▸ **EXERCISE GOAL**:
Find every line below that contains the string "dark" and copy each of those lines in full. The match is case-sensitive.

▸ **DATASET EXTRACT**:
......

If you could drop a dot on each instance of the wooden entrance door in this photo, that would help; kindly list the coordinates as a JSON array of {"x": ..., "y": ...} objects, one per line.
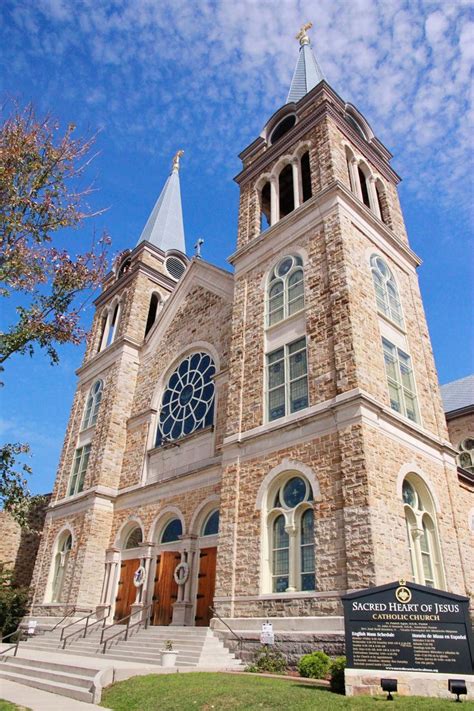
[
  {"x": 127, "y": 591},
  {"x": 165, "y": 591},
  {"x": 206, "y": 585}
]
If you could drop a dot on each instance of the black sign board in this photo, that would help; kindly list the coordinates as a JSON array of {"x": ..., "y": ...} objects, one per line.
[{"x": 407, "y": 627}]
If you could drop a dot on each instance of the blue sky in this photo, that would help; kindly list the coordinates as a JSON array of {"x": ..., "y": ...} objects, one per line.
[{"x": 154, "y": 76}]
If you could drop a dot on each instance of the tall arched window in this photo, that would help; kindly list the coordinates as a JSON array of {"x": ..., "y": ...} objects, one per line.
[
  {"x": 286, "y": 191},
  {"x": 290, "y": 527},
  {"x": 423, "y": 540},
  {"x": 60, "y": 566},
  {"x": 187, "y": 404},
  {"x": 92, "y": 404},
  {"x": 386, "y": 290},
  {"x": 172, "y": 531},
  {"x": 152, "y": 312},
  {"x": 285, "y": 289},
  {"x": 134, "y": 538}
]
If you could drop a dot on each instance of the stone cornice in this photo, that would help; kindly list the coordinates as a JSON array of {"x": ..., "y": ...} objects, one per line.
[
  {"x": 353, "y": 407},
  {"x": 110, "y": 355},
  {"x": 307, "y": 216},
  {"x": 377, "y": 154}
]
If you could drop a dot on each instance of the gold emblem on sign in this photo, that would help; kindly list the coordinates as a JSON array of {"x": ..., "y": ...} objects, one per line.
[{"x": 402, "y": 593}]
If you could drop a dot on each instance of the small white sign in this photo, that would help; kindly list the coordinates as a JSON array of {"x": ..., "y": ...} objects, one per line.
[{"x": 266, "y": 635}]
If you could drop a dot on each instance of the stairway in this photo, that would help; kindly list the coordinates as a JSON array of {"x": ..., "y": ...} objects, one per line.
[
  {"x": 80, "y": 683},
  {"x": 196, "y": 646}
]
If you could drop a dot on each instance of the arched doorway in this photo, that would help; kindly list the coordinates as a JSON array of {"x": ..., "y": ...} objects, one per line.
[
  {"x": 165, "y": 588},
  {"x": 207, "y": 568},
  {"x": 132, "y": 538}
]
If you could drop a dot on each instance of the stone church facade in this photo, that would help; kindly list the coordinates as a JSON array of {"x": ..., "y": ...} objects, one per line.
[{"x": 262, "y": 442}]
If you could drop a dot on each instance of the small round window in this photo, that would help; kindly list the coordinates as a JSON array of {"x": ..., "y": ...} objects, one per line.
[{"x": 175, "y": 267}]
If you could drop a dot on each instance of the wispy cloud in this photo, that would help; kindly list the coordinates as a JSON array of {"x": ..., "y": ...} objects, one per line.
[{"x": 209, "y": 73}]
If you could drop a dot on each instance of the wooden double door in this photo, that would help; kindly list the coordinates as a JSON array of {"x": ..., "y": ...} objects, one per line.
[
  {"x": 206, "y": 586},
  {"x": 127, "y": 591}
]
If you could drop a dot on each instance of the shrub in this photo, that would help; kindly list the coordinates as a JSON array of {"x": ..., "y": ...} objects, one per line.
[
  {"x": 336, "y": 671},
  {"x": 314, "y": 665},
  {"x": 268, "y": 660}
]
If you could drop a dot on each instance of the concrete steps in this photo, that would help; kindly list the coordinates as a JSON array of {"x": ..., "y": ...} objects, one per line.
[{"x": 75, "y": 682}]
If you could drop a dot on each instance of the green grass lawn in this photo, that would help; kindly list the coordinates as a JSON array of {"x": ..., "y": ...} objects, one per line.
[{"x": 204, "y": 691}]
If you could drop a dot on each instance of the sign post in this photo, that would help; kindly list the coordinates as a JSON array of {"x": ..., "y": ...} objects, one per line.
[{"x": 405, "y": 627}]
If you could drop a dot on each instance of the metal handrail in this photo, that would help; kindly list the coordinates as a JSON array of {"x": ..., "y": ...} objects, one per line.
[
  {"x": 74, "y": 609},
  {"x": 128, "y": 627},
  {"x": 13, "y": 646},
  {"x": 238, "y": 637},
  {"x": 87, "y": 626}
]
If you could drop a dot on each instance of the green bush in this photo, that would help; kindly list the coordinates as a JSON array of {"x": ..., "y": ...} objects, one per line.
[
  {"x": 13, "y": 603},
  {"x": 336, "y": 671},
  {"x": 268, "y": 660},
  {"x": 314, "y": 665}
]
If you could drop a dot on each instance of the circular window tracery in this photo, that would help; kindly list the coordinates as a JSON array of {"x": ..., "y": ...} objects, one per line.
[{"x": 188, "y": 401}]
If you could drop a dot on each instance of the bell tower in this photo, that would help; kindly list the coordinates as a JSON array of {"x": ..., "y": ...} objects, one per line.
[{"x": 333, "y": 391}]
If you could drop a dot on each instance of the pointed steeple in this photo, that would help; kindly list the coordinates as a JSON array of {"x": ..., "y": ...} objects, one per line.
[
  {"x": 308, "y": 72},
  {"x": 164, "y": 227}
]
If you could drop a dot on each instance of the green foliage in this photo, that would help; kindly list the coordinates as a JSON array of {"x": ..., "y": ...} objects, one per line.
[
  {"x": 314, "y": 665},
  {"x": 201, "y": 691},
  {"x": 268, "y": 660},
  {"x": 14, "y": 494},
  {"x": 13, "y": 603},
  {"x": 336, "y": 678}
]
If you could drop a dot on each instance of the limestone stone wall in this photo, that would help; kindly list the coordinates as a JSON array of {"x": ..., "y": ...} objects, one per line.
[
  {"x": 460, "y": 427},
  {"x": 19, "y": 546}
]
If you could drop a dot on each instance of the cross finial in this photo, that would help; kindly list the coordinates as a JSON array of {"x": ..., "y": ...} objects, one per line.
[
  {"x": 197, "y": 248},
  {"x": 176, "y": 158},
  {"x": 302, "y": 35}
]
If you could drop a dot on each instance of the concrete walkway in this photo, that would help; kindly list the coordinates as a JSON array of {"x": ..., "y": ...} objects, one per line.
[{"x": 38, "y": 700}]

......

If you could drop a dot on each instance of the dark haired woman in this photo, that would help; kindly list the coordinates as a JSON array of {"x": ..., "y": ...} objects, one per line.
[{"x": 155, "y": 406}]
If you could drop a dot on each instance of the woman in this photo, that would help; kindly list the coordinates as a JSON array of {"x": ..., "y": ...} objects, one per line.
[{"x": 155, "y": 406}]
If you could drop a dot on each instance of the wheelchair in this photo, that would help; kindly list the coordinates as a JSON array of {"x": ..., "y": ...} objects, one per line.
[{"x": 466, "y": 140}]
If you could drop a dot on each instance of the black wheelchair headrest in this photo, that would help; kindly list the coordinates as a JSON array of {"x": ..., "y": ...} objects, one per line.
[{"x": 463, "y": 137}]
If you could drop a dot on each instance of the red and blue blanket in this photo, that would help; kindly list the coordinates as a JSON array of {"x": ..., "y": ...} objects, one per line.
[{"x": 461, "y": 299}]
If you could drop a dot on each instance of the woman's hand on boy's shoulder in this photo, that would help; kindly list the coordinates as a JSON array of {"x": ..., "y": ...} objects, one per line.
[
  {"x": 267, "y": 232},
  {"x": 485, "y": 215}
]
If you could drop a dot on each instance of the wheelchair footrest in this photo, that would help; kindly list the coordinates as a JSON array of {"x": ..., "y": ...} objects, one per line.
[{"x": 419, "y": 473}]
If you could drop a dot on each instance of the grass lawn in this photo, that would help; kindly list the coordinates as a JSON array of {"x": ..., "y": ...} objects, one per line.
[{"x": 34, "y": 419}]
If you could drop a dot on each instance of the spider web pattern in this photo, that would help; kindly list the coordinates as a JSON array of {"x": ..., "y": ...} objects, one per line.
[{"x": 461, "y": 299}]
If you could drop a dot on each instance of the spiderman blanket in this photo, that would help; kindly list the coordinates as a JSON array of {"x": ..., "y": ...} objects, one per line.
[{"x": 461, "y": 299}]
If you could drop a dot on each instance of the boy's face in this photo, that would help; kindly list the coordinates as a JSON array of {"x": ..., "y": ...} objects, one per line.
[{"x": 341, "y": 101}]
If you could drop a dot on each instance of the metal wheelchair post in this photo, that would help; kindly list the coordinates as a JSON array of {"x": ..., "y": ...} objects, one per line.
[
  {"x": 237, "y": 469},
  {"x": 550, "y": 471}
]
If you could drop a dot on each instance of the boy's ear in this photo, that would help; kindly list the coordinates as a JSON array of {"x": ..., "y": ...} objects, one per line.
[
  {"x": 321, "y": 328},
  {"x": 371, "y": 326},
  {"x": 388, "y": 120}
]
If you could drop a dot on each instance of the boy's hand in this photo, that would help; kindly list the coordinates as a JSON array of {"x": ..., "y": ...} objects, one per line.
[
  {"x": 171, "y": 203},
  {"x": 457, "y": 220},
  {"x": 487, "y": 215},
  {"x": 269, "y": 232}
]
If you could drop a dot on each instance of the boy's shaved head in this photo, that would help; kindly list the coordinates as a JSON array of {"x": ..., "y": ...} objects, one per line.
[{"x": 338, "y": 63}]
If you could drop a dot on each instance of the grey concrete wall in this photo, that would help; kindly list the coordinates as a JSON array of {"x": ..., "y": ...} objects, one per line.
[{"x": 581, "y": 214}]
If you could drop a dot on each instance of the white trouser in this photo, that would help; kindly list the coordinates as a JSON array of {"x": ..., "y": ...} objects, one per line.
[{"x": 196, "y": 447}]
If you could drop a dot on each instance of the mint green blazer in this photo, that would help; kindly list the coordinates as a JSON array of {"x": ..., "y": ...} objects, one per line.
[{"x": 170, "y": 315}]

......

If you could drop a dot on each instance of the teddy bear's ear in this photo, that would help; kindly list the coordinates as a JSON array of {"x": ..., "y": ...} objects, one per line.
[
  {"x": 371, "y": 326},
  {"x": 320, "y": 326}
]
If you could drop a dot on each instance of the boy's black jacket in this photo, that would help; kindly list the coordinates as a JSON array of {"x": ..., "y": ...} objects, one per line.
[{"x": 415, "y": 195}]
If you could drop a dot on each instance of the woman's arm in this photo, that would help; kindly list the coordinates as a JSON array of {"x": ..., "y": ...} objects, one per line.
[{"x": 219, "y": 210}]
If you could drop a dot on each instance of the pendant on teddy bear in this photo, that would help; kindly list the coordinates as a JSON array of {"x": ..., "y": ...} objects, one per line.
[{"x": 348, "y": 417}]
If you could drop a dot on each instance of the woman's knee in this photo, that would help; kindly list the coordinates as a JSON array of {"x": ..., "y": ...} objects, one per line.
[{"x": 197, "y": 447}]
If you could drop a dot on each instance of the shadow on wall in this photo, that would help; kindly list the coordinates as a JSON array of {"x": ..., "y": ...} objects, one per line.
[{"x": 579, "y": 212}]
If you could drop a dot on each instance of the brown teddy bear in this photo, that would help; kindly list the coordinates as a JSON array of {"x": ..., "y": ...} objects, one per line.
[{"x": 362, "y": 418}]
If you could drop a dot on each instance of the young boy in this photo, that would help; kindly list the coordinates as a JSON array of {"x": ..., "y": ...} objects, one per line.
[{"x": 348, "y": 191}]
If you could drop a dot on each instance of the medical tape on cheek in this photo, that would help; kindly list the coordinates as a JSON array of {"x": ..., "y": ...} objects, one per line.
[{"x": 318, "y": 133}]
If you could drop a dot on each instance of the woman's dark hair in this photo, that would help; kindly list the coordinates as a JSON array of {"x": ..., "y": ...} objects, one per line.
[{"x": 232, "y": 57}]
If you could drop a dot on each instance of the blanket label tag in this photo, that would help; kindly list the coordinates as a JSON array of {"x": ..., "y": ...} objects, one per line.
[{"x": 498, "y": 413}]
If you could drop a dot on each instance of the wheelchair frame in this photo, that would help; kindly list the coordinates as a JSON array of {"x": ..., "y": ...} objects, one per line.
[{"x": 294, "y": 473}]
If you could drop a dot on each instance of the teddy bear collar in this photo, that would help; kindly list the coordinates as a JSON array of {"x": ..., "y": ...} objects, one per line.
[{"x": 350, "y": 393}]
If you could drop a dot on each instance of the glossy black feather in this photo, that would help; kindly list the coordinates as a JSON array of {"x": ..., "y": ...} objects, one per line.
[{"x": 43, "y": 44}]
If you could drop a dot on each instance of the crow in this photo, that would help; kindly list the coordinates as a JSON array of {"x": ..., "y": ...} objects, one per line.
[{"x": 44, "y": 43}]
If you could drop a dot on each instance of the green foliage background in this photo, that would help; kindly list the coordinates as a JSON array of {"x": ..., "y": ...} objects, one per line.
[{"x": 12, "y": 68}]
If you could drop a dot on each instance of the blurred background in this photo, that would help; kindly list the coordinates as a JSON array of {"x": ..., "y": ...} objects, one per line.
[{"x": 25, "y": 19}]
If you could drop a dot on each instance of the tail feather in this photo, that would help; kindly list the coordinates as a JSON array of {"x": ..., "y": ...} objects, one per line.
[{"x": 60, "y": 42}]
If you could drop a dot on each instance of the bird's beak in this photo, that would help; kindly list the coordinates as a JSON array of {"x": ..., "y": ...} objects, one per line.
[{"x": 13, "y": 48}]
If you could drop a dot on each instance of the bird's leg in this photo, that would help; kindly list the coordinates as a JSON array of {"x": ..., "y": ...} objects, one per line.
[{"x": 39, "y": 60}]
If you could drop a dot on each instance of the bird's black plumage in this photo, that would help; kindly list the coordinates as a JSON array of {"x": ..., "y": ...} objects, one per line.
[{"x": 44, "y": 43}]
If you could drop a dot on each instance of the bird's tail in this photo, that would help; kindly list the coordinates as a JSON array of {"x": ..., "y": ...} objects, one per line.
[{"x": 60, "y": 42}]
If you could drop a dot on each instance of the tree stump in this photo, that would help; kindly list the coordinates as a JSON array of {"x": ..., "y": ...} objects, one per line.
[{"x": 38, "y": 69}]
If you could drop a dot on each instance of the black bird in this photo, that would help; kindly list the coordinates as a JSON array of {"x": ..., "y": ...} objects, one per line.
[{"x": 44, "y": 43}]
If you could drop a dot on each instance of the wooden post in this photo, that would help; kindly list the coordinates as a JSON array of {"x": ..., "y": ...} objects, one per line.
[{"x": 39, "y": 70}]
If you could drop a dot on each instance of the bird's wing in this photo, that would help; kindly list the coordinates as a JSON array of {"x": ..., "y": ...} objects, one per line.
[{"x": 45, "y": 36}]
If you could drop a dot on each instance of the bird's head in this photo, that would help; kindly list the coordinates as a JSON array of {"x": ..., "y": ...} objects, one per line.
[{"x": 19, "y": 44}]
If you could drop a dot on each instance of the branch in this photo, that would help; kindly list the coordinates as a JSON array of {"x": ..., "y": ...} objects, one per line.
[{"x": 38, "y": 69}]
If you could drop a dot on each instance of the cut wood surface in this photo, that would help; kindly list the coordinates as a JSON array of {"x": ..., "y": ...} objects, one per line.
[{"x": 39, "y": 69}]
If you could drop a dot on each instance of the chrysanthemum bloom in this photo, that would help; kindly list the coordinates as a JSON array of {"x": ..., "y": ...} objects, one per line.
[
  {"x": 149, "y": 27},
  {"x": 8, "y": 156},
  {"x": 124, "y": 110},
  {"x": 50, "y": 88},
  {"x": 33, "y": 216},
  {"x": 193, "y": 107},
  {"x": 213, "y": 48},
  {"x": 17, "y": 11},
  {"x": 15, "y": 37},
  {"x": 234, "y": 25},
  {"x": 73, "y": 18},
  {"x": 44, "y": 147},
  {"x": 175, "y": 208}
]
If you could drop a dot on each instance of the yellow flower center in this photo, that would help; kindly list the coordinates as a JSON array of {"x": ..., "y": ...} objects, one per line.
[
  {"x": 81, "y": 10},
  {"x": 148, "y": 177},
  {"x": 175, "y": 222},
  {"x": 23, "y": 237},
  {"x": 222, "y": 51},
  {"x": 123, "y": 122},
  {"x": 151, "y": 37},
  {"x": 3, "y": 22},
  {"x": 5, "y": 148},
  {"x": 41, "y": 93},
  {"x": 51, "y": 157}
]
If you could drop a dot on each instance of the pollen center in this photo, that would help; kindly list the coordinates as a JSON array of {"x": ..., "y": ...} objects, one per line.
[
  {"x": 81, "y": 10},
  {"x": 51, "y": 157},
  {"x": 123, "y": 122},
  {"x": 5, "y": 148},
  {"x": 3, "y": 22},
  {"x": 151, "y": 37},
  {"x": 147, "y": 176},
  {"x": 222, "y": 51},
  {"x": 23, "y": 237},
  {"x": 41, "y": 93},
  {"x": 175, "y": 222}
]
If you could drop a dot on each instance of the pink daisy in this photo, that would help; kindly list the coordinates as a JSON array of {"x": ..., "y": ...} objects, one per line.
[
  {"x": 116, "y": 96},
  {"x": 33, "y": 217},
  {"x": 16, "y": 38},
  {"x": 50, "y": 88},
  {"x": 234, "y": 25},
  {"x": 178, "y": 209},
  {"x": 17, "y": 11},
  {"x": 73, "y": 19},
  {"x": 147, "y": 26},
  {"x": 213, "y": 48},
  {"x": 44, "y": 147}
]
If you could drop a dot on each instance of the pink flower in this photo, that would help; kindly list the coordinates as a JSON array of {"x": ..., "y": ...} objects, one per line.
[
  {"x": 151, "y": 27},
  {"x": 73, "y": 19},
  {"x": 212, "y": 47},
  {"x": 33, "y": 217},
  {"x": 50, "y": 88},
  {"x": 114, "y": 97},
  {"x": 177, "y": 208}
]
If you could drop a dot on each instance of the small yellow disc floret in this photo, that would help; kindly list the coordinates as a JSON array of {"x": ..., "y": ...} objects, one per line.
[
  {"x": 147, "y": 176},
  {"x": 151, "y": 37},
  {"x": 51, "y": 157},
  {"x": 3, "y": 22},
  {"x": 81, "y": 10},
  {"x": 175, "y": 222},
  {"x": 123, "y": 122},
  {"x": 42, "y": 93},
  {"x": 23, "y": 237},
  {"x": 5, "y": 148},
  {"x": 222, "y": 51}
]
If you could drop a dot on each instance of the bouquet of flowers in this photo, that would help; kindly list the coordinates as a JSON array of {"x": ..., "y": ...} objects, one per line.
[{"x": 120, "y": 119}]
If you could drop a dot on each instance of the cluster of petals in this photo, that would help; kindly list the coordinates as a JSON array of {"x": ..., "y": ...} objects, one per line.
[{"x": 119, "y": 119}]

......

▸ **FINISHED EXERCISE**:
If you could drop a dot on each instance of the dark haired woman in this photo, that would help; kindly list the coordinates as a JSON array of {"x": ..., "y": ...} objects, one per line.
If you could drop a dot on each instance of the woman's dark hair in this photo, that would help; kindly list the coordinates as a JSON array of {"x": ..., "y": ...} objects, one per line.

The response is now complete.